◆ **Aufgabenstellung**
Ändere in der gesamten Auflistung „Found at“ zu „Position“ und gib sie sonst unverändert wieder, jedoch ohne die Bilder.

(Auszug aus dem Datensatz)
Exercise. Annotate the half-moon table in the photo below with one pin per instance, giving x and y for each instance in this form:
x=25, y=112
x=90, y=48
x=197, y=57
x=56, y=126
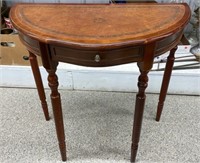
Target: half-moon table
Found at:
x=99, y=35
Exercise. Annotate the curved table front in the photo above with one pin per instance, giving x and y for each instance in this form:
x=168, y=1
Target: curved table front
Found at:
x=97, y=36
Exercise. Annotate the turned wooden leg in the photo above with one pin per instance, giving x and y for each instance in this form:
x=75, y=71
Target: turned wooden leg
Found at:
x=165, y=82
x=39, y=84
x=139, y=108
x=57, y=111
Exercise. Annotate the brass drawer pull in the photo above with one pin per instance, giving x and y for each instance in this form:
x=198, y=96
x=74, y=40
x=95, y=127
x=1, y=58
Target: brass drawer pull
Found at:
x=97, y=58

◆ **Antwort**
Exercise. Annotate the half-moon table in the photo below with one pin per instance, giving x and y for each instance in this form:
x=25, y=112
x=90, y=48
x=197, y=57
x=56, y=126
Target: half-moon table
Position:
x=99, y=35
Exercise. Annotate the curved table front in the photo above with one pin per instance, giving x and y for each instance in this form:
x=168, y=1
Target: curved table front
Position:
x=97, y=36
Exercise. Annotate the turned wooden leg in the photo above with one pin per instance, giving x and y for each instance in this form:
x=75, y=71
Target: turned wooden leg
Position:
x=165, y=82
x=39, y=84
x=139, y=108
x=57, y=111
Exercise. Annotate the brass drawer pull in the photo above with one pin per instance, giving x and y for each instance in this form:
x=198, y=96
x=74, y=40
x=95, y=127
x=1, y=58
Target: brass drawer pull
Position:
x=97, y=58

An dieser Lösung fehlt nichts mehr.